- **Task directions**
Copy out all the entries below, replacing "Tag every instance" with "Mark each instance" each time it appears and changing nothing else. Leave the pictures out of your answer.

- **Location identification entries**
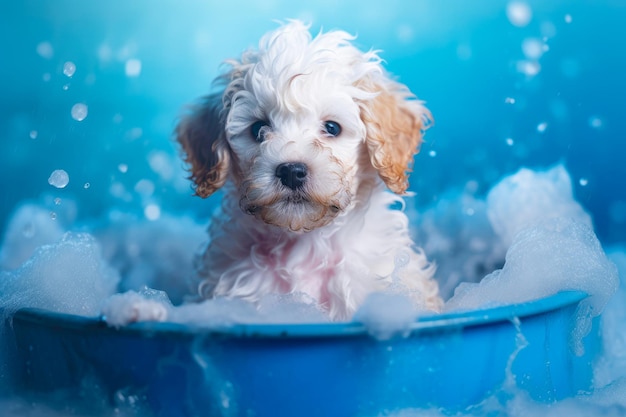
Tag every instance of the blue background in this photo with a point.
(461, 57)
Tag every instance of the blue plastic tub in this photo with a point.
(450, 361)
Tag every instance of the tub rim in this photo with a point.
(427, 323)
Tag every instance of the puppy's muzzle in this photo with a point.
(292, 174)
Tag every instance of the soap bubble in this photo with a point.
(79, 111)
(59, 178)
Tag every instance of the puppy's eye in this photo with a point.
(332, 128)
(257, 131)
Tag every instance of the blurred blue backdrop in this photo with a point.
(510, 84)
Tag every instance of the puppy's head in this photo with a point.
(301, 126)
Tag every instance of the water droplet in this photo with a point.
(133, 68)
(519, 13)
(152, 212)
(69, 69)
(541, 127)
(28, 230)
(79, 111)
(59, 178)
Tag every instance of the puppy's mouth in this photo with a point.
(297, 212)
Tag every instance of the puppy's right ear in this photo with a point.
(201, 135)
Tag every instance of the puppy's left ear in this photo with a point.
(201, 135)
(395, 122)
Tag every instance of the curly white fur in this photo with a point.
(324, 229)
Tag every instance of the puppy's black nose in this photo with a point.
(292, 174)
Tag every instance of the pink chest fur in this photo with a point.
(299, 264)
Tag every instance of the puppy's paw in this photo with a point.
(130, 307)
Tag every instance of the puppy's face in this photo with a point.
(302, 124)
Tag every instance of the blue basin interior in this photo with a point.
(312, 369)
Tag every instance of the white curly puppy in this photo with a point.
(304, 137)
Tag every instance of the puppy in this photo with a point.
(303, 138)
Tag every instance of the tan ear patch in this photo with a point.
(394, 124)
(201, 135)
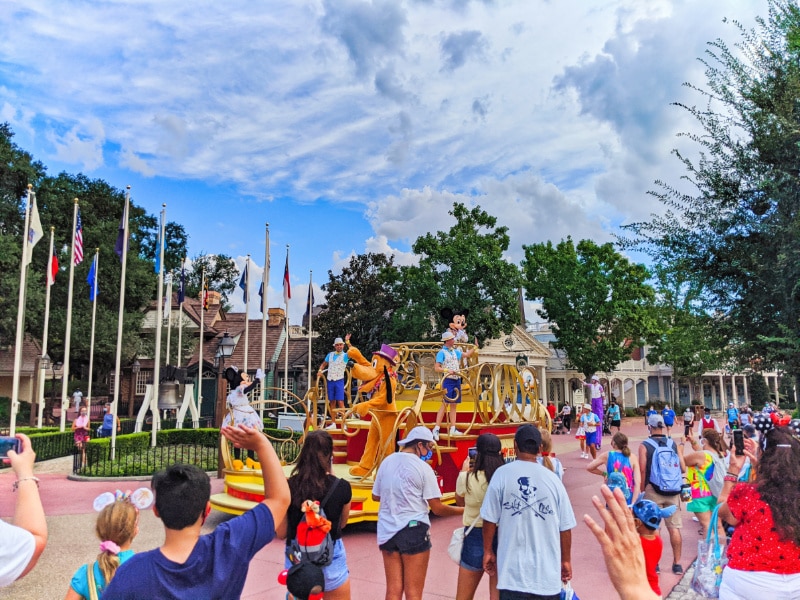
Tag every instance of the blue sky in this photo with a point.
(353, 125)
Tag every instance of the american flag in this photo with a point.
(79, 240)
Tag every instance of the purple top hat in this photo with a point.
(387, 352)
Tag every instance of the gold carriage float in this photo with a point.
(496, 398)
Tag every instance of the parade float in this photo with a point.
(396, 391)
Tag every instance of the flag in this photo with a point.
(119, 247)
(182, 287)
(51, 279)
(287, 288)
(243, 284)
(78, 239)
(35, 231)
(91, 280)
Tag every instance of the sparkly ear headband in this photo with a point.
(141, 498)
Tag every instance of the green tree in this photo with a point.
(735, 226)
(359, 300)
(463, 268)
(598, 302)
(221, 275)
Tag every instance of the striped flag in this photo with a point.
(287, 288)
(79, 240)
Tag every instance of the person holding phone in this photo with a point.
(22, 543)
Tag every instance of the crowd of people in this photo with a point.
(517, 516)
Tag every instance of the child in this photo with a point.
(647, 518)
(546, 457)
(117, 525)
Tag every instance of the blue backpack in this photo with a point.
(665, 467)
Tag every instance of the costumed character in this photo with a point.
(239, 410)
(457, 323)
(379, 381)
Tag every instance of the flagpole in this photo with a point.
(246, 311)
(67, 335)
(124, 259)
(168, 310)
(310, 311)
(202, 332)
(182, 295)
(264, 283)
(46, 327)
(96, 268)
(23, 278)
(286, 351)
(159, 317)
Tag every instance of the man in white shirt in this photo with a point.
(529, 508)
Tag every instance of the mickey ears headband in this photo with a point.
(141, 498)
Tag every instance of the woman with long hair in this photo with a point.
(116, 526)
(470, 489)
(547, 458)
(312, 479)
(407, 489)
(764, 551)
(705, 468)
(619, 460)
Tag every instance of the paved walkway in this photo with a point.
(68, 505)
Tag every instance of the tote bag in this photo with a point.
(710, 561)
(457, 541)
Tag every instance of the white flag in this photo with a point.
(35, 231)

- **Completed exercise**
Mark each instance of the blue background in this photo with a point.
(461, 57)
Mark each instance of the blue plastic tub in this photo with a point.
(450, 361)
Mark each instance of the tub rim in this photo with a point.
(427, 323)
Mark each instance of the puppy's muzzle in this photo with a point.
(292, 174)
Mark each instance of the soap bubble in this photo with a point.
(79, 111)
(59, 178)
Mark each instance of the puppy's eye in this photo with a point.
(332, 128)
(257, 131)
Mark each instance of the blurred blue backdrop in this photo with a point.
(510, 84)
Mark each instance of the puppy's head in this photo with a point.
(301, 126)
Mark each instance of the water droplet in this photo with a point.
(133, 68)
(519, 13)
(152, 212)
(69, 69)
(541, 127)
(28, 230)
(79, 111)
(59, 178)
Mark each instance of the puppy's mouth in this photo with a point.
(297, 212)
Mark each instance of the puppy's right ear in this photo with a point.
(201, 135)
Mark each instance of the puppy's left ear in this photo with a point.
(201, 135)
(395, 122)
Mark each instance of the curly white fur in this photo with a point.
(324, 229)
Mark each instance of the puppy's black nose in this photo with a point.
(292, 174)
Mark each instance of the pink chest fur in this photo with a point.
(299, 264)
Mark each instance of the puppy's paw in this photo with a point.
(130, 307)
Mark each instance of the puppy's face in this photo with a point.
(302, 124)
Mark each instance of the blue basin interior in this photo with a point.
(312, 369)
Mark each instance of the white curly puppy in this photo with a point.
(304, 137)
Mark each instance of the puppy in this photo with a point.
(303, 138)
Mark each instance of the tan ear patch in this photo with a point.
(394, 124)
(201, 135)
Mark each instance of the blue sky in this photo with a point.
(353, 125)
Mark each instance of the american flag in this photo with a point.
(79, 240)
Mark each instance of the purple top hat in this photo with a point.
(387, 352)
Mark each instance of the gold carriage float in this photo with a point.
(496, 398)
Mark each instance of the parade float in this photo with a point.
(396, 391)
Mark each instance of the flag in this photo with a point.
(119, 247)
(182, 287)
(51, 279)
(287, 288)
(243, 284)
(78, 239)
(35, 231)
(91, 280)
Mark each instance of the sparkly ear headband in this photo with a point.
(141, 498)
Mark each instance of the green tree in this photo with a point.
(735, 226)
(359, 300)
(463, 268)
(598, 302)
(221, 275)
Mark each instance of the striped flag in this photo with a point.
(287, 288)
(79, 240)
Mark each instance of the person holding phone in this photo with a point.
(22, 543)
Mark each instance of the crowd of people in this photo with a point.
(517, 516)
Mark each instance of the child in this photo with a point.
(647, 518)
(546, 457)
(117, 525)
Mark each instance of the blue backpack in this photo with a point.
(665, 467)
Mark each instance of the costumed character in this photo with a point.
(239, 410)
(457, 323)
(379, 381)
Mark each instance of the flagpole in this photo with a point.
(246, 311)
(67, 335)
(124, 259)
(168, 310)
(310, 311)
(202, 332)
(182, 295)
(264, 283)
(46, 327)
(96, 268)
(23, 278)
(286, 351)
(159, 317)
Mark each instance of the man in white shirt in this photo with a point.
(529, 508)
Mark each instance of the mickey ears headband in this photo with a point.
(141, 498)
Mark each instance of the woman with long hair in this photo with a point.
(116, 526)
(470, 489)
(547, 458)
(312, 479)
(407, 489)
(764, 551)
(705, 468)
(619, 460)
Mark each instance of the paved walkway in this photo with a point.
(68, 505)
Mark each instance of the tote bag in this photo with a point.
(710, 561)
(457, 541)
Mark each instance of the white flag in this photo with a point.
(35, 231)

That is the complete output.